● **Action item**
Your task is to return the line containing "point: tree |" and each line after it through the end of the entries, exactly, with no other lines.

Stored data entries:
::::::::
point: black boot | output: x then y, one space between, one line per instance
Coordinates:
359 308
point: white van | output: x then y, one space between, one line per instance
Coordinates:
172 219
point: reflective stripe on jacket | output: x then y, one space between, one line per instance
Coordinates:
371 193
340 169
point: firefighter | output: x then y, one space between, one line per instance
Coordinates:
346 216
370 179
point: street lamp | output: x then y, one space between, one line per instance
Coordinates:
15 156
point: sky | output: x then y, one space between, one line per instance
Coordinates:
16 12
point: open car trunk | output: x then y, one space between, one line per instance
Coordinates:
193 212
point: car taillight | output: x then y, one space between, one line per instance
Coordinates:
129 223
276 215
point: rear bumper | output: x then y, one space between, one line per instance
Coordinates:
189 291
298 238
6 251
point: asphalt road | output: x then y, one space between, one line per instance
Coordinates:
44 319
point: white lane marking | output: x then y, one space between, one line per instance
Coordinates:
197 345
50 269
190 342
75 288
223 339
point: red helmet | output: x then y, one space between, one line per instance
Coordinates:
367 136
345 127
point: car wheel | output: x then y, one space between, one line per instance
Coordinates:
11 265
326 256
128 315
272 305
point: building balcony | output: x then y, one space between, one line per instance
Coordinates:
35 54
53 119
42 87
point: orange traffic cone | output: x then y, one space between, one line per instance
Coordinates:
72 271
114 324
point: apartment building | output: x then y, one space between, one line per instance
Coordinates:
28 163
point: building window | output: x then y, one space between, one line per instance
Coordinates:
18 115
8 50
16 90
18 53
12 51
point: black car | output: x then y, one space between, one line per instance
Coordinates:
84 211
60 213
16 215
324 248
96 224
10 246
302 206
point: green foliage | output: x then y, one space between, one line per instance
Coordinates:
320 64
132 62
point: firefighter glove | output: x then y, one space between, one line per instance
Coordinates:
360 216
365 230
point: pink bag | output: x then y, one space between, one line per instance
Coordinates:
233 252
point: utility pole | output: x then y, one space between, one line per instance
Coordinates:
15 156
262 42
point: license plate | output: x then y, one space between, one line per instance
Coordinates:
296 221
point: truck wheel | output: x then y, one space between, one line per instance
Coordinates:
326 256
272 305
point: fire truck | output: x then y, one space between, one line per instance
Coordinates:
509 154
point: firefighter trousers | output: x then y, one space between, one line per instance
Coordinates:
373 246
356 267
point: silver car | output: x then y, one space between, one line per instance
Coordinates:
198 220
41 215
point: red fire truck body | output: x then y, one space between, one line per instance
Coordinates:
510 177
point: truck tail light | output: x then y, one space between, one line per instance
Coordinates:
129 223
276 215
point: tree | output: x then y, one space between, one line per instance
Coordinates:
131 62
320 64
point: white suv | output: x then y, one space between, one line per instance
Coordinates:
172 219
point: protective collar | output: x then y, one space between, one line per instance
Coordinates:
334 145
::::::::
● **Answer for the task**
point: tree | output: x then y, one space between, one line per instance
Coordinates:
131 62
320 64
point: white suv | output: x then y, one space between, one line per instance
Coordinates:
172 219
point: protective collar | output: x then y, one space between, one line per instance
Coordinates:
334 145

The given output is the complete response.